_TASK REQUIREMENTS_
1) Answer these questions using the article on the Adoption and Children Bill.
(a) How many agencies sent the letter to MPs?
(b) Under current legislation, who is permitted to adopt?
(c) When unmarried couples adopt a child, how many partners are granted the legal status of adoptive parent?
2) Please rewrite the part of the article on the Adoption and Children Bill that begins at the words "A letter sent" and stops after "Commons this week.", with "letter" replaced by "statement".

_PROVIDED TEXT_
···
The number of children who benefit from
adoption could be severely restricted unless the Adoption and
Children Bill is amended, a coalition of leading adoption and
children’s agencies warned MPs last week.
A letter sent by 19 agencies – led by BAAF
Adoption & Fostering and including the National Children’s
Bureau, Barnardo’s, NCH, Adoption UK and the Association of
Directors of Social Services – is timed to coincide with the bill’s
report stage in the House of Commons this week.
The coalition has urged MPs to back a
cross-party amendment to the bill allowing unmarried couples to
adopt jointly. Under current legislation, which the bill reaffirms,
adoption is only permitted by single people and by married couples
making a joint adoption. Children can be adopted by unmarried
couples, but only one partner is granted the legal status of
adoptive parent.
The coalition believes the life chances of
more children would be improved by widening the pool of potential
adoptive parents and by allowing those children placed with
unmarried couples to enjoy the security of a permanent legal
relationship with both parents.
···
Extracted data entries
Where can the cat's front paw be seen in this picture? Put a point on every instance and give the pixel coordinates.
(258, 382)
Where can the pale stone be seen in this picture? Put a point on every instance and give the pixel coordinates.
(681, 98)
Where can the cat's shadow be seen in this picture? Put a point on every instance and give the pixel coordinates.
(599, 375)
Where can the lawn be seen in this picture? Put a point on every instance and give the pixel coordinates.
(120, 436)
···
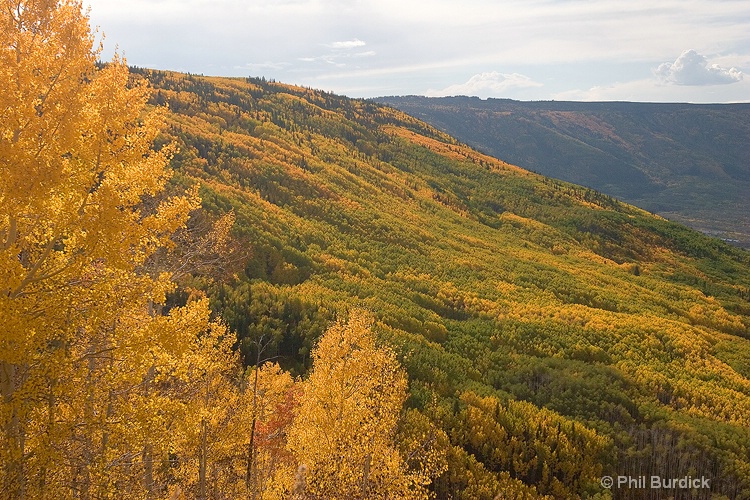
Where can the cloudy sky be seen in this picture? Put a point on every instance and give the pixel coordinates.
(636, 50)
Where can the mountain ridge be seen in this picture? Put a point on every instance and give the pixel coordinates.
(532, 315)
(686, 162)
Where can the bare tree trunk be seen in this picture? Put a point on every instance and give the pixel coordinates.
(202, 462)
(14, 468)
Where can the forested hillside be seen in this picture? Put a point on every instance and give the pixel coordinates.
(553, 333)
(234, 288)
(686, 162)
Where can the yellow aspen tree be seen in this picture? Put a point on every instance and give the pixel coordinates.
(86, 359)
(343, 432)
···
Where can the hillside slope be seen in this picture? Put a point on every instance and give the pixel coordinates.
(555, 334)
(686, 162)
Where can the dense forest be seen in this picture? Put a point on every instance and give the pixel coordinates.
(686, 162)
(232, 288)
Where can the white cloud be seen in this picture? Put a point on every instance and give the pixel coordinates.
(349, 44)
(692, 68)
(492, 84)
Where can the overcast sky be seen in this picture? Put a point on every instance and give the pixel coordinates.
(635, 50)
···
_TASK ANSWERS_
1)
(a) 19 agencies.
(b) Single people and married couples making a joint adoption.
(c) Only one partner.

2)
A statement sent by 19 agencies – led by BAAF
Adoption & Fostering and including the National Children’s
Bureau, Barnardo’s, NCH, Adoption UK and the Association of
Directors of Social Services – is timed to coincide with the bill’s
report stage in the House of Commons this week.